◆ **TASK BRIEF**:
Word for word, set down the entries below.

◆ **DATA TO USE**:
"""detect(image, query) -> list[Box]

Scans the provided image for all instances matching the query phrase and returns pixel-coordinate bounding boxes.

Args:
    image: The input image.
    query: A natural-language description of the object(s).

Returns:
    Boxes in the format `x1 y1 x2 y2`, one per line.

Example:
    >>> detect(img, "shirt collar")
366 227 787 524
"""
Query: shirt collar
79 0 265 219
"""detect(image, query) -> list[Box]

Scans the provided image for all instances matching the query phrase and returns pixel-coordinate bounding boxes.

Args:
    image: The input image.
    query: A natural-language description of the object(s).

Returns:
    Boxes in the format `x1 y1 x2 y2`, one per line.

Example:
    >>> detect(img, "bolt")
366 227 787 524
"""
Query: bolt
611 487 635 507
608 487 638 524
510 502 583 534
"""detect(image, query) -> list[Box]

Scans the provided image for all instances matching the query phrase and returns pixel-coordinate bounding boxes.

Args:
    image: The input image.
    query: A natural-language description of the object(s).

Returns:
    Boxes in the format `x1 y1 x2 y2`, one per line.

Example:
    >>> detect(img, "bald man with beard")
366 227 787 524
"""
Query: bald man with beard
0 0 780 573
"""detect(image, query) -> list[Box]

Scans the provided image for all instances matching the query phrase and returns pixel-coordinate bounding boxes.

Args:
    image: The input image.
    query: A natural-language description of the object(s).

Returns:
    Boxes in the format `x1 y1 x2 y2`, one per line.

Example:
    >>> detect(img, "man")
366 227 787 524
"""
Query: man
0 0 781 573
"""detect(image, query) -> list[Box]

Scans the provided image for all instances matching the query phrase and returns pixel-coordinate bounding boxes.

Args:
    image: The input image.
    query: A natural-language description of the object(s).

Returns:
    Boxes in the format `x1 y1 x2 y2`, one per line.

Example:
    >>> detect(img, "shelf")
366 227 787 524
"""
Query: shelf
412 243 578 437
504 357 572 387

◆ **SOLVED EXERCISE**:
"""detect(image, query) -> list[Box]

Scans the provided image for all instances matching the query phrase and returns pixel-coordinate bounding boxes.

Args:
    image: The input image.
    query: A natural-language description of the object(s).

Returns:
    Boxes in the format `x1 y1 x2 y2`, one per line.

Example:
    >>> detect(img, "shirt collar")
366 227 787 524
"""
Query: shirt collar
79 0 265 219
"""detect(image, query) -> list[Box]

Scans the provided image for all instances matching the query phrase and returns pixel-coordinate bounding boxes.

Args:
    image: The input image.
    query: A natural-language description of the object(s).

Returns:
    Boxes in the format `x1 y1 x2 y2`, one per line.

Example:
    >>> detect(img, "bolt")
366 227 787 524
"""
Query: bolt
611 487 635 507
608 487 638 524
510 502 583 534
"""detect(image, query) -> list[Box]

Scans the provided image for all instances matching the query phrase and returns pixel-coordinate bounding boxes.

Args:
    image: The input image.
    query: A natural-language description of the object(s).

Returns:
    Boxes in the format `x1 y1 x2 y2`, one per line.

Example:
    >>> detect(img, "bald man with beard")
366 227 787 524
"""
Query: bald man with beard
0 0 780 573
"""detect(image, query) -> list[Box]

Scans the provided image for all instances matching the query phrase and returns pixel-coordinate bounding boxes.

Args:
    image: The input image.
    query: A natural-language description of the object(s).

Returns:
    Boxes in the format `x1 y1 x2 y2`, one per line.

Example:
    >>> detect(img, "man")
366 227 787 524
"""
Query: man
0 0 781 573
"""detect(image, query) -> list[Box]

Scans the provided image for all instances matching the query phrase and returns pixel-coordinate bounding boxes.

Args:
    image: The input image.
    query: A natural-language description of the object(s).

Returns:
    Boxes in the format `x1 y1 x2 y2`, one per line.

Example:
    >>> detect(img, "shelf")
366 227 787 524
"""
Query: shelf
412 243 578 437
504 357 572 387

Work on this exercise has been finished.